▶ Task requirements:
Can you rewrite the records below with "light blue" changed to "pale blue" and nothing else altered?

§

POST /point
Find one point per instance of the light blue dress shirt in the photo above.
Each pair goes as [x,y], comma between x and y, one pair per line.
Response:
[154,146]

§

▶ Exercise output:
POST /point
Find one point per instance of the pale blue dress shirt in the photo above.
Each pair goes as [x,y], comma between x and y, one pair per line.
Response:
[154,146]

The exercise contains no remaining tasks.